### Enunciado 1
Escale as coordenadas dos pontos nas respostas das linhas de registros, começando na linha que contém "Task: locate the coastal" e terminando na última linha, ambas incluídas. Reescreva apenas essas linhas sem omitir nada, multiplicando cada coordenada das respostas por 1,6 e arredondando para inteiros (metades para cima), sem alterar nenhum outro número.
########################################
Artigo 5º – O nome social será o único exibido nos seguintes casos:

I – cadastro de dados e informações de uso social;
II – comunicações internas de uso social;
III – endereço de correio eletrônico;
IV – diretório de ramais da USP;
V – nome de usuário em sistemas de informática;
VI – em documentos internos de natureza administrativo-acadêmica, tais como:
a. diários de classe;
b. cadastros;
c. fichas;
d. formulários;
e. carteiras;
f. divulgação de notas ou de processos seletivos;
g. chamadas orais nominais para verificação de frequência às atividades acadêmicas;
h. Em solenidades como entrega de certificados, colação de grau, premiações e eventos similares.
VII – Versões finais de teses, dissertação e os trabalhos de conclusão de curso, que serão tornados públicos pela USP apenas com o nome social, tendo em vista o respeito à privacidade e a auto identificação da pessoa requerente substituindo o nome de registro civil.

Artigo 6º – O nome civil poderá acompanhar sempre em menor destaque o nome social nos seguintes casos:

I – documento de identificação funcional ou outro de uso interno da USP e suas Unidades e órgãos, com a identificação do nome civil no verso do documento;
II – diplomas emitidos pela USP, com a identificação do nome civil no verso do documento;
III – históricos escolares, certidões e atestados, com a identificação do nome civil ao final do documento, como observação.

Artigo 7º – Após o requerimento da/o interessada/o, conforme os artigos 3º e 4º, os procedimentos administrativos deverão ser realizados no prazo de até 15 (quinze) dias, visando à adoção do nome social nos casos exemplificados nesses artigos.

Parágrafo único – Na hipótese do requerimento ter sido formulado pela/o interessada/o no momento de seu ingresso na USP, será o nome social imediatamente adotado em todos os registros da USP, para uso nas situações descritas nos artigos 3º, 4º e 5º.

Artigo 8º – É garantido que a pessoa seja referida e chamada, na USP, sempre pelo seu nome social e pelo gênero pelo qual se identifica. As/Os servidoras/es técnicas/os e administrativas/os, o corpo docente e o corpo discente que violarem os direitos regulados por essa Resolução serão responsabilizadas/os administrativamente, na forma dos diplomas legais cabíveis.

Artigo 9º – Caso haja flexão por gênero na identificação ou tratamento, deverá ser utilizada a flexão de gênero que corresponda à identidade de gênero da/o servidoras/es, discentes e demais usuárias/os.
########################################
### Enunciado 2
Complete a parte seguinte do trecho sobre o nome social na USP, continuando-o a partir do ponto em que ele termina.

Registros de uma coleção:
########################################
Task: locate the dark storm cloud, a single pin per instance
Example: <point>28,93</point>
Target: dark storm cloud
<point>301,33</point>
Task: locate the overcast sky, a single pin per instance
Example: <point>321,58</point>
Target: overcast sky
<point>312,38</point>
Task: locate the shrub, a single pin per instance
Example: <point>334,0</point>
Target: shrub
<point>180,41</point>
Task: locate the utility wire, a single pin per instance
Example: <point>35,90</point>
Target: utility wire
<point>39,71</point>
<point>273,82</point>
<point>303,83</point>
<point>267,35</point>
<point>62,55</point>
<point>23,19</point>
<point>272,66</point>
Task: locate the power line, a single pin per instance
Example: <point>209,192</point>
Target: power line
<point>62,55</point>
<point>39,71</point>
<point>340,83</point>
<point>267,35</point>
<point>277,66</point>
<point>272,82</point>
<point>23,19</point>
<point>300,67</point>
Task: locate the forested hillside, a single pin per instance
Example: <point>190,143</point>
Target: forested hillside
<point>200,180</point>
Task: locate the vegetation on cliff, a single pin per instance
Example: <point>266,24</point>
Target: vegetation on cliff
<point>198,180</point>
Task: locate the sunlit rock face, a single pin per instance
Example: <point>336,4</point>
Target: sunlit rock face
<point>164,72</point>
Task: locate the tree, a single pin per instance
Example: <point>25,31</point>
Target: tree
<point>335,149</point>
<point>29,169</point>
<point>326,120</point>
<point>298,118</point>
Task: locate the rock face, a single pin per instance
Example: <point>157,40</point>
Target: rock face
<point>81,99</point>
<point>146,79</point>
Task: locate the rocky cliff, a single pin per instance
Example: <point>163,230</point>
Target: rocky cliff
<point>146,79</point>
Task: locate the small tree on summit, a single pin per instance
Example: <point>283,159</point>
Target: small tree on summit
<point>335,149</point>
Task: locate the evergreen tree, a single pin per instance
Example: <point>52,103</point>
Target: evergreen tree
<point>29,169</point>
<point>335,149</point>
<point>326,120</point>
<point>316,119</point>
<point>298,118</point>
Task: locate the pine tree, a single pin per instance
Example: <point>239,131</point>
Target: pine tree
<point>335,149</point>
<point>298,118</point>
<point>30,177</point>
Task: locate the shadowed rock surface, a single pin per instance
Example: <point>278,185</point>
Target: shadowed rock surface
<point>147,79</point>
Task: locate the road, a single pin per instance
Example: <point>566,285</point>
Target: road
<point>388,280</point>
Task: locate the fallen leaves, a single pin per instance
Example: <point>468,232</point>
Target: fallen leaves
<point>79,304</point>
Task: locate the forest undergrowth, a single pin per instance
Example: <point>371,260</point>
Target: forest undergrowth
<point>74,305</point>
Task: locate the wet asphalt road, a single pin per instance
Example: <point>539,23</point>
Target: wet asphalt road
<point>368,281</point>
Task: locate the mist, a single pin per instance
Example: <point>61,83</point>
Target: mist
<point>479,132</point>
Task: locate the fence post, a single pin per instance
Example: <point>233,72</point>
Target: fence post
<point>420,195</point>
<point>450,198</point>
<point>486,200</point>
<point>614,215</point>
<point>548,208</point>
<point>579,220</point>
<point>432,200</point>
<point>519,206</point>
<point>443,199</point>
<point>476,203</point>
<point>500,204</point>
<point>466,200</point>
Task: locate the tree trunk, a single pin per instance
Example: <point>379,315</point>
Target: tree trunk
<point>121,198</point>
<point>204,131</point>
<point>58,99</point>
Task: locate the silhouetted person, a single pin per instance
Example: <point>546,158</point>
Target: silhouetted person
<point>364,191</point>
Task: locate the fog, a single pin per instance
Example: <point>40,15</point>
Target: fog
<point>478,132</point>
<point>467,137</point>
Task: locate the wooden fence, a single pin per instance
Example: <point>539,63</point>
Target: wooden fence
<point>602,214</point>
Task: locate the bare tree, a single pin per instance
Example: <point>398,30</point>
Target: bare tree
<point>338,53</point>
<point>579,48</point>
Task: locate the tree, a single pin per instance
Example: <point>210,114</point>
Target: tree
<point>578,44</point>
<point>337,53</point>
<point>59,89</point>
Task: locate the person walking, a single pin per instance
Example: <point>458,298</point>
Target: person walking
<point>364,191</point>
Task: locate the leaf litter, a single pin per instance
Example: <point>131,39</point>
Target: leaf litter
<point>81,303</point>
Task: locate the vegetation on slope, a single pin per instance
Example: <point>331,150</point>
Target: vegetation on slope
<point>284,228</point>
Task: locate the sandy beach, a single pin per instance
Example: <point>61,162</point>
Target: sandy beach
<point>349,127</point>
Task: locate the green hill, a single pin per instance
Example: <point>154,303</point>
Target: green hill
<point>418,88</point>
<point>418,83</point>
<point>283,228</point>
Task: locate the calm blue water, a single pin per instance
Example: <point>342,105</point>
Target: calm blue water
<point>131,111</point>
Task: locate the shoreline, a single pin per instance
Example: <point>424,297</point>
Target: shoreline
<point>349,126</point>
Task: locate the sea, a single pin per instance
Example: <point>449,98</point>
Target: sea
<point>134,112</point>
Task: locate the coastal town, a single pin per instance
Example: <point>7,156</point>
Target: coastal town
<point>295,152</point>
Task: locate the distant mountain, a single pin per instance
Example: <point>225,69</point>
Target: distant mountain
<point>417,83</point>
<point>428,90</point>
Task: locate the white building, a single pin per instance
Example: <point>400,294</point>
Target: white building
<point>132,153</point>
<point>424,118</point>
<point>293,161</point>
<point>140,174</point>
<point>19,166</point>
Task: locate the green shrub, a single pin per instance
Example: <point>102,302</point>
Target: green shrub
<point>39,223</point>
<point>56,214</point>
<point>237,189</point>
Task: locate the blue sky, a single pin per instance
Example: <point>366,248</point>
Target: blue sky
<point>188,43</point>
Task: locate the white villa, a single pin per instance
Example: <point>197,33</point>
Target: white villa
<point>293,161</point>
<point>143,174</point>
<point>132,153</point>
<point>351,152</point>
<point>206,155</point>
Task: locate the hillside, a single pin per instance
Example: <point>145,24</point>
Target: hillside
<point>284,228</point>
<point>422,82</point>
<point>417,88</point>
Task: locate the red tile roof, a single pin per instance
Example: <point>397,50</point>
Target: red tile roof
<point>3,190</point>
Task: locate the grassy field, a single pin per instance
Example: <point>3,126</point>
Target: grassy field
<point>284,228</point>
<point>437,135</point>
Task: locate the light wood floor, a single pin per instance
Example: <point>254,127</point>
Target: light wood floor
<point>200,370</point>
########################################
### Resposta do exercício 1
Task: locate the coastal town, a single pin per instance
Example: <point>7,156</point>
Target: coastal town
<point>472,243</point>
Task: locate the distant mountain, a single pin per instance
Example: <point>225,69</point>
Target: distant mountain
<point>667,133</point>
<point>685,144</point>
Task: locate the white building, a single pin per instance
Example: <point>400,294</point>
Target: white building
<point>211,245</point>
<point>678,189</point>
<point>469,258</point>
<point>224,278</point>
<point>30,266</point>
Task: locate the green shrub, a single pin per instance
Example: <point>102,302</point>
Target: green shrub
<point>62,357</point>
<point>90,342</point>
<point>379,302</point>
Task: locate the blue sky, a single pin per instance
Example: <point>366,248</point>
Target: blue sky
<point>301,69</point>
Task: locate the white villa, a single pin per instance
Example: <point>197,33</point>
Target: white villa
<point>469,258</point>
<point>229,278</point>
<point>211,245</point>
<point>562,243</point>
<point>330,248</point>
Task: locate the hillside, a single pin per instance
Example: <point>145,24</point>
Target: hillside
<point>454,365</point>
<point>675,131</point>
<point>667,141</point>
Task: locate the red tile roof, a single pin per instance
Example: <point>397,50</point>
Target: red tile roof
<point>5,304</point>
Task: locate the grassy field, a single pin per instance
Example: <point>3,126</point>
Target: grassy field
<point>454,365</point>
<point>699,216</point>
Task: locate the light wood floor, a single pin per instance
Example: <point>254,127</point>
Target: light wood floor
<point>320,592</point>

### Resposta do exercício 2
Artigo 10 – Os formulários deverão respeitar as seguintes diretrizes:

I – em formulários de cadastro, deve-se conter o campo de preenchimento “nome social”, além do campo de “nome de registro civil”. A identificação da pessoa deve ser pelo nome social caso esse campo seja preenchido. O nome de registro civil deve ficar protegido e não ser exposto publicamente;
II – em formulários de preenchimento, deve-se optar pelo campo “gênero” em vez de “sexo” sempre que possível. Nas opções de preenchimento deve conter: “mulher cis”, “mulher trans”, “homem cis”, “homem trans”, “travesti”, “não binarie”, “outro”. Quando inevitável o uso da categoria “sexo”, ou seja, quando se mostra importante identificar/informar a dimensão anatômica e fisiológica da pessoa, incluir o descritor “intersexo”;
III – em formulários de preenchimento, deve-se preferencialmente utilizar o termo “filiação” em vez de “mãe” e “pai”.

Artigo 11 – A Universidade promoverá medidas de modo a garantir o direito à identidade de gênero, bem como assegurar a proteção contra a sua violação.

Artigo 12 – Casos omissos na presente Resolução serão resolvidos pela Pró-Reitoria de Inclusão e Pertencimento.

Artigo 13 – Esta Resolução entra em vigor na data de sua publicação. (Proc. 2024.1.3099.1.1)

DISPOSIÇÃO TRANSITÓRIA

Artigo único – As instâncias competentes da Universidade terão o prazo de 180 dias para adequação de seus procedimentos internos, a fim de dar pleno cumprimento às disposições desta Resolução.

Pró-Reitoria de Inclusão e Pertencimento da Universidade de São Paulo, 09 de outubro de 2024.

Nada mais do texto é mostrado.